§ Task material
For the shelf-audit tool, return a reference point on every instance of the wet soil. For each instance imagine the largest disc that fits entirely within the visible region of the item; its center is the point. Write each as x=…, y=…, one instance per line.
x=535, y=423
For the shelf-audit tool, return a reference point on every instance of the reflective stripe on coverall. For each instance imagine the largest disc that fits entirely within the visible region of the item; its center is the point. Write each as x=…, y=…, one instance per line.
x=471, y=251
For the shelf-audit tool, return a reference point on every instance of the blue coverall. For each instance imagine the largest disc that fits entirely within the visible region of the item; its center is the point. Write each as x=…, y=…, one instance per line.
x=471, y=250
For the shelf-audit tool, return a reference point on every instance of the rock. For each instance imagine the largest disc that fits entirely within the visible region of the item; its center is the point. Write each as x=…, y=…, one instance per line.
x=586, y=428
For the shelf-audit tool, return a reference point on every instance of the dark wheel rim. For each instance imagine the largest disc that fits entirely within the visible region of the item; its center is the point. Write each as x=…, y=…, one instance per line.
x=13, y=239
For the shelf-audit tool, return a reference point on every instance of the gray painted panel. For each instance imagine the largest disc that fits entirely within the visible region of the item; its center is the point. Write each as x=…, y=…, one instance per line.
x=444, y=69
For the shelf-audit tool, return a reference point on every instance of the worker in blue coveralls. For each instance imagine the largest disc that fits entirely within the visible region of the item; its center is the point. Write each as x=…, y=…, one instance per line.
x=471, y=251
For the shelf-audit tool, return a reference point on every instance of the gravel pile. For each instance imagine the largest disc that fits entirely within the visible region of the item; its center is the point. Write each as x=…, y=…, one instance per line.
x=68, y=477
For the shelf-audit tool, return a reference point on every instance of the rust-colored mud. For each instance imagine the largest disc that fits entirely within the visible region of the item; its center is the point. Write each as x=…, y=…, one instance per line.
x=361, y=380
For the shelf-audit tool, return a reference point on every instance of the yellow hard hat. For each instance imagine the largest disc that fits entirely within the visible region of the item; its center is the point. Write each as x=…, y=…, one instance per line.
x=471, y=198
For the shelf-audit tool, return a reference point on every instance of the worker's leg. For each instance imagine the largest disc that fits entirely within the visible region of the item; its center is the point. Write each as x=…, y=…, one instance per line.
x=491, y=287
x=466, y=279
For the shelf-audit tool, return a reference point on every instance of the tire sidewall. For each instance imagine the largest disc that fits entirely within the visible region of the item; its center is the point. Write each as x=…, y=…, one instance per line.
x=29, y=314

§ Try it
Reproduce each line of the entries above from the one containing "the worker in" through the last, exactly, and no other line.

§ Answer box
For the shelf-audit tool, return a reference point on every instance of the worker in blue coveralls. For each instance imagine the largest disc that fits entirely within the visible region of the item; its center is the point. Write each as x=…, y=…, one instance per line.
x=471, y=251
For the shelf-audit tool, return a reference point on every instance of the gravel pile. For each instance imagine the largest disc that fits entirely within the visible region of the item; its center is the point. Write each as x=…, y=…, one instance per line.
x=68, y=477
For the shelf-audit tool, return a reference point on every instance of the rust-colored mud. For each instance imagine the largest disc that fits entirely within the visible region of the item; its center is the point. Write each as x=…, y=…, one instance per line.
x=361, y=380
For the shelf-audit tool, return a reference point on every instance of the yellow hard hat. For each instance imagine the largest disc that fits entirely within the visible region of the item; its center is the point. Write each as x=…, y=…, one instance per line.
x=471, y=198
For the shelf-audit tool, return a reference point on every instance of the worker's leg. For each instance imagine the largest disc that fits entirely within the visible region of the item; its center is the point. Write each as x=…, y=…, one instance per line.
x=491, y=287
x=466, y=279
For the shelf-audit tool, return a reference point on every instance of the tire sidewall. For each instance imagine the largest disc that fits entirely within the visible region of the item; its center is the point. Write each as x=…, y=…, one instance per line.
x=29, y=314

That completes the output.